» Set task
Reproduce each of the following items word for word, keeping every line unchanged.

══ Task material ══

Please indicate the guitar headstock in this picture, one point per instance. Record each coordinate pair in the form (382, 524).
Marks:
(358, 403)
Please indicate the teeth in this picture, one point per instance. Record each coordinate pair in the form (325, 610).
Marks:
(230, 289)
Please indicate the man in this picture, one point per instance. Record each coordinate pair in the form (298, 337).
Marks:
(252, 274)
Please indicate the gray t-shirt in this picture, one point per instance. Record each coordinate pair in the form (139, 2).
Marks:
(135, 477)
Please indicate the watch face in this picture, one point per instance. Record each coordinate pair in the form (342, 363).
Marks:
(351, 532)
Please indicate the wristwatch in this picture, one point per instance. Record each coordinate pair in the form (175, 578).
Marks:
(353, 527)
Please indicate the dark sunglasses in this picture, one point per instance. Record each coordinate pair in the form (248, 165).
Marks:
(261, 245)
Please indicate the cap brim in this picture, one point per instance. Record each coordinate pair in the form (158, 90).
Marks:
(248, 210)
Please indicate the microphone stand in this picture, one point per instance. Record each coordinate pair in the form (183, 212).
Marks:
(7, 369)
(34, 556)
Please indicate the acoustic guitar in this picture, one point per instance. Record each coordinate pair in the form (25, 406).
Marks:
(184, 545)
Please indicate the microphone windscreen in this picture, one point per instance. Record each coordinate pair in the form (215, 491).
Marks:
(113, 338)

═══

» Final answer
Please indicate the guitar headstock in this picture, one point per instance. Record each coordinate pair in the form (382, 524).
Marks:
(358, 403)
Please indicate the teeth in this picture, one point per instance. Record each coordinate pair in the form (325, 610).
Marks:
(230, 289)
Please indicate the man in this picture, one point per instance. Record each coordinate pair in the form (298, 337).
Marks:
(252, 274)
Please indicate the gray t-shirt in this picture, one point per instance. Record each coordinate pair in the form (139, 2).
Marks:
(135, 477)
Please indicate the watch face in this picture, one point per instance. Record each coordinate pair in the form (342, 363).
Marks:
(351, 532)
Please indicate the wristwatch in this picture, one point per instance. Record each coordinate pair in the form (175, 578).
Marks:
(353, 527)
Please indicate the dark sunglasses in this picture, one point per instance. Record each coordinate pair in the form (248, 165).
Marks:
(261, 245)
Please indicate the cap brim in this picture, one point per instance. Record each coordinate pair in the form (158, 90).
Marks:
(248, 210)
Please indicate the microphone stand in this picture, one point per instance. Record each coordinate pair in the form (183, 212).
Marks:
(7, 369)
(34, 556)
Please indicate the acoustic guitar in this picture, one point per instance. Record each coordinate pair in the form (25, 406).
Marks:
(184, 545)
Please indicate the microphone windscreen in this picture, one point per instance. Record each coordinate pair in the form (215, 491).
Marks:
(113, 338)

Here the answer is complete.